**Directions:** Count the lines in the entries below that contain the string "smartphone", and reply with only that number.

**Raw data:**
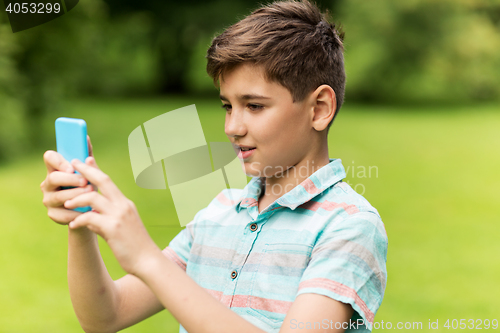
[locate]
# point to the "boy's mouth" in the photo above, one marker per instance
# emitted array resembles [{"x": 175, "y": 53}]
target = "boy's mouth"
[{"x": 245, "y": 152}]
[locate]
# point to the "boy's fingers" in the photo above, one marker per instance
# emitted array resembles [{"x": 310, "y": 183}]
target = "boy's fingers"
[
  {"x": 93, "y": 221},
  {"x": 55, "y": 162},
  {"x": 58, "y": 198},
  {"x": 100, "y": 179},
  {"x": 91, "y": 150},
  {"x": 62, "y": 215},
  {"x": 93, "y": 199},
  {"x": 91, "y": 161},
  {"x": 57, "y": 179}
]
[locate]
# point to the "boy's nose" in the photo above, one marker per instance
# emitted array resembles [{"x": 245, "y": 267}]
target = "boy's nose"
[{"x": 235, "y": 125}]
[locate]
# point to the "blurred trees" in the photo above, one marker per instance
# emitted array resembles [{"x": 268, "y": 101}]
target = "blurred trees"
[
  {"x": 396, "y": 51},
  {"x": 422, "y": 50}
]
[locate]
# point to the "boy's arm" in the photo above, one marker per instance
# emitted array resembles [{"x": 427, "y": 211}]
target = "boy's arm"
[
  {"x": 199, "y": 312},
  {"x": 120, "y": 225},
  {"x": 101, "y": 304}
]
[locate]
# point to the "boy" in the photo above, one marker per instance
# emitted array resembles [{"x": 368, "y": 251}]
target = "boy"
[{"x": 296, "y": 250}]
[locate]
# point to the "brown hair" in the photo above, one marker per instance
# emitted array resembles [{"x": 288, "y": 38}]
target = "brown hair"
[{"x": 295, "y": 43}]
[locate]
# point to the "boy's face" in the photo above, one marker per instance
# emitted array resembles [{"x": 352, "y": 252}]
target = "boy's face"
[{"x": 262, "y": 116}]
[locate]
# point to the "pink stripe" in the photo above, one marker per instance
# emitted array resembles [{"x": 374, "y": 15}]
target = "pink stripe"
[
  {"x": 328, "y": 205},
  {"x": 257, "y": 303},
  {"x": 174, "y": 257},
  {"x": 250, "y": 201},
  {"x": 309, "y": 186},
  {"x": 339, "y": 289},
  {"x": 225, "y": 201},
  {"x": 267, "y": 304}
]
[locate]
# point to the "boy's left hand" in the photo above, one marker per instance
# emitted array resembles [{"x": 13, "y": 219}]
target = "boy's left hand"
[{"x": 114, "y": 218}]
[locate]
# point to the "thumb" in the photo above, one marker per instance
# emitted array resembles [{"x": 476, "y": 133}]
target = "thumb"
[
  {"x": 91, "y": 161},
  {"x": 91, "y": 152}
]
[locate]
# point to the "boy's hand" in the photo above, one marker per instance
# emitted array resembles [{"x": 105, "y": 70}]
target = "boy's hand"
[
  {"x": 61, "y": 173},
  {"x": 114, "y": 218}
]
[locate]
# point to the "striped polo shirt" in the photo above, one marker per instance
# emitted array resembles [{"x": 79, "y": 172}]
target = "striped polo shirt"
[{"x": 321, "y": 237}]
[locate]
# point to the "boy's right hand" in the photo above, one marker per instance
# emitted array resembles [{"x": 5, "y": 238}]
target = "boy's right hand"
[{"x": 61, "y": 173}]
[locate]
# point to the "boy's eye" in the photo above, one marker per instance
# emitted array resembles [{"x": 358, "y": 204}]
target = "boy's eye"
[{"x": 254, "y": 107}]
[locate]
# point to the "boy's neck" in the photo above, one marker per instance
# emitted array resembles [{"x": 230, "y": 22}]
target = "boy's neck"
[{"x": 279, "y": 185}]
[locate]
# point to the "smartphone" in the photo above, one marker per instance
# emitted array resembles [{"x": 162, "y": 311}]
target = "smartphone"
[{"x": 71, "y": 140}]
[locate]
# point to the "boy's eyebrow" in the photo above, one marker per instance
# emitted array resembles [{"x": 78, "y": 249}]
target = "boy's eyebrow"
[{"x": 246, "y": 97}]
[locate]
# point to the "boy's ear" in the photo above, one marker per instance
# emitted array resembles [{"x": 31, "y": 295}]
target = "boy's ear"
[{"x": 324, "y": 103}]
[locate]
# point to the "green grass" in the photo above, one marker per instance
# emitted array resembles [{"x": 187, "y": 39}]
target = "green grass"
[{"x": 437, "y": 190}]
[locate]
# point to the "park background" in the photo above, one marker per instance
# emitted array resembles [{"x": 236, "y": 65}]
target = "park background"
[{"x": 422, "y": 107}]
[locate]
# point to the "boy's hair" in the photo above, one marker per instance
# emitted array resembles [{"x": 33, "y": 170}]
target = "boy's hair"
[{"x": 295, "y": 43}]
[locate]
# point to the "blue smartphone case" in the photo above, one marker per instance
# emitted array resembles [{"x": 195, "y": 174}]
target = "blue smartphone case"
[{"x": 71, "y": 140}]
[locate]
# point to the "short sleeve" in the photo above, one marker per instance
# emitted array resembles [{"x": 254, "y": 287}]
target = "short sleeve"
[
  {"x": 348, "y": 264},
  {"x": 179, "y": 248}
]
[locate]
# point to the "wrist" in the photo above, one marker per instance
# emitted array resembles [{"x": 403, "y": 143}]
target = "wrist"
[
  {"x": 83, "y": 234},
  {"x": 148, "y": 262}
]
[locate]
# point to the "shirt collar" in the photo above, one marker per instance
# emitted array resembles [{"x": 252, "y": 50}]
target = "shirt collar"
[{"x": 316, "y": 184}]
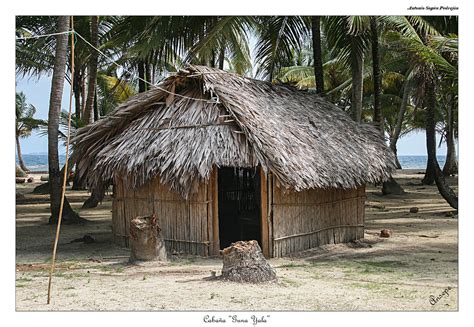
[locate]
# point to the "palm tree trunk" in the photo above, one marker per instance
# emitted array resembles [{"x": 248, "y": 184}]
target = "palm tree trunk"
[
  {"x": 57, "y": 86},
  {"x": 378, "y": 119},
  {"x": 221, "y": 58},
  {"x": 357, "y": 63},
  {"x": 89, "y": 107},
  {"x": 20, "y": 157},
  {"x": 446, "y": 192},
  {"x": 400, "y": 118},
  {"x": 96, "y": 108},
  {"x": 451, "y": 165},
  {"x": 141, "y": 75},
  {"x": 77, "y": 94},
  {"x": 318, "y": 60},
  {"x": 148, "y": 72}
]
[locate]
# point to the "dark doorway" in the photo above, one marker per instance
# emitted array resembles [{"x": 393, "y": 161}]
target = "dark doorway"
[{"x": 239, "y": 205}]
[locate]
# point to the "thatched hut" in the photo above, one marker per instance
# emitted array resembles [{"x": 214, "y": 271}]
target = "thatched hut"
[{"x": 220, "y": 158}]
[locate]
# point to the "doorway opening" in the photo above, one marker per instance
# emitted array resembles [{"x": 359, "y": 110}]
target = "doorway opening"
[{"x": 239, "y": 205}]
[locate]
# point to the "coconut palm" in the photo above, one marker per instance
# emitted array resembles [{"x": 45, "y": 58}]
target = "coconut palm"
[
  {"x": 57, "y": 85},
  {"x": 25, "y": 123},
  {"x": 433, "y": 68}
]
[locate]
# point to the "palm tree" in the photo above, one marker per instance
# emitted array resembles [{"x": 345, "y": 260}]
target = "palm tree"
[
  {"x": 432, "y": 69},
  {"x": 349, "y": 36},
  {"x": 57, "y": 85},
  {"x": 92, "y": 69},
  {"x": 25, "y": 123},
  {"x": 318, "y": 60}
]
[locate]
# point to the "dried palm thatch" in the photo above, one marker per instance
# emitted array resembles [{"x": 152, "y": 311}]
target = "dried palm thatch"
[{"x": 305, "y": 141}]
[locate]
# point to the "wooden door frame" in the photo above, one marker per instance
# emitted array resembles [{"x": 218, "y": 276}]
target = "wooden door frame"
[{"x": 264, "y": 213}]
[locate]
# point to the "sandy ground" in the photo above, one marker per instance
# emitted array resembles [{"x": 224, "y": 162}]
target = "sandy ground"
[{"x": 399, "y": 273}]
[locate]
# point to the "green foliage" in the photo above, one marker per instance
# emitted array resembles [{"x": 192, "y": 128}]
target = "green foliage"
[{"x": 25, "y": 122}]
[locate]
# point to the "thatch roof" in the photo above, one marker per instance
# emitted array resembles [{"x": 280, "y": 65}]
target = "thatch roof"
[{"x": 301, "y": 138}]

**Written response:** 4